▶ [GIVEN ENTRIES]:
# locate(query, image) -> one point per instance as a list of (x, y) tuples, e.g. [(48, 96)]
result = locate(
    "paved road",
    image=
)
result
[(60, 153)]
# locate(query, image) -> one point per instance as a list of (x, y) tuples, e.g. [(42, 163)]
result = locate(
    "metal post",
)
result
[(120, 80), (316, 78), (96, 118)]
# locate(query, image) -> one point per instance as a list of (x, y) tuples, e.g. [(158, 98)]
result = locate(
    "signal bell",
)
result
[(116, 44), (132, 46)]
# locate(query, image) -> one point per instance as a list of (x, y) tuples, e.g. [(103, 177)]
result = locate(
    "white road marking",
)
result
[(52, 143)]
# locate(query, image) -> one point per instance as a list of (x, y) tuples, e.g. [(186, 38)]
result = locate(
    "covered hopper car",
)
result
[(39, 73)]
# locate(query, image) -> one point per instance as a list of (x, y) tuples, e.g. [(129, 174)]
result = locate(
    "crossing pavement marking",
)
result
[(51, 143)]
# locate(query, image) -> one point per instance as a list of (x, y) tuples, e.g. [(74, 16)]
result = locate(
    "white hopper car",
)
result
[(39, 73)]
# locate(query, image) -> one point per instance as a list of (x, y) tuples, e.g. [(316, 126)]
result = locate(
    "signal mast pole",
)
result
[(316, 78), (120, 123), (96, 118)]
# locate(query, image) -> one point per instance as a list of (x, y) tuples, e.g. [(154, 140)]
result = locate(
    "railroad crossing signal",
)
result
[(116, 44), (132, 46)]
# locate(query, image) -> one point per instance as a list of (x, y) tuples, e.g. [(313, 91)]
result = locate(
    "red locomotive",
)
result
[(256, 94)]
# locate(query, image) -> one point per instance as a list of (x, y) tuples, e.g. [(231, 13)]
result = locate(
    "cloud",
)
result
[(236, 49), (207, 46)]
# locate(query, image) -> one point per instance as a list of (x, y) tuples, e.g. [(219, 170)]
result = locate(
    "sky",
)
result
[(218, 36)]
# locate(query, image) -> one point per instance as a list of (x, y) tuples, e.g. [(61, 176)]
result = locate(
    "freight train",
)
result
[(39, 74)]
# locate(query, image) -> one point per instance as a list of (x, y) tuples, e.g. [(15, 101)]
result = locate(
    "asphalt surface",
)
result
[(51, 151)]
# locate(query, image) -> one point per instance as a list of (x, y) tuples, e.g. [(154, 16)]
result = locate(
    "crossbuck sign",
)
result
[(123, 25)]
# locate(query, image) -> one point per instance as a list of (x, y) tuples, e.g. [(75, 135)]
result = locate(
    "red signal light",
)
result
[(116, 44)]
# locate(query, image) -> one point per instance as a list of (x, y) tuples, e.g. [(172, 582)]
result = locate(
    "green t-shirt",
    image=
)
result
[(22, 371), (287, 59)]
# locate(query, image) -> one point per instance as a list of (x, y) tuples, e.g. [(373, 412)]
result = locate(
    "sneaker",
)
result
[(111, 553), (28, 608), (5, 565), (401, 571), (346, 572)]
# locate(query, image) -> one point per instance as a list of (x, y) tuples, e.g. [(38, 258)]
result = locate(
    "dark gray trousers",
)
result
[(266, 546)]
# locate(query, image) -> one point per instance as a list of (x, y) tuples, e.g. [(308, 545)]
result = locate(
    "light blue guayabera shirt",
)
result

▶ [DIRECTION]: Reproduce everything from the start of the records down to the line containing "[(60, 153)]", both ends included, adding 140 to each coordinate in the answers.

▶ [ANSWER TO THIS EXERCISE]:
# locate(query, image) -> one point per instance as a list of (x, y) tuples, e.g. [(48, 96)]
result = locate(
    "paved road",
    image=
)
result
[(200, 293)]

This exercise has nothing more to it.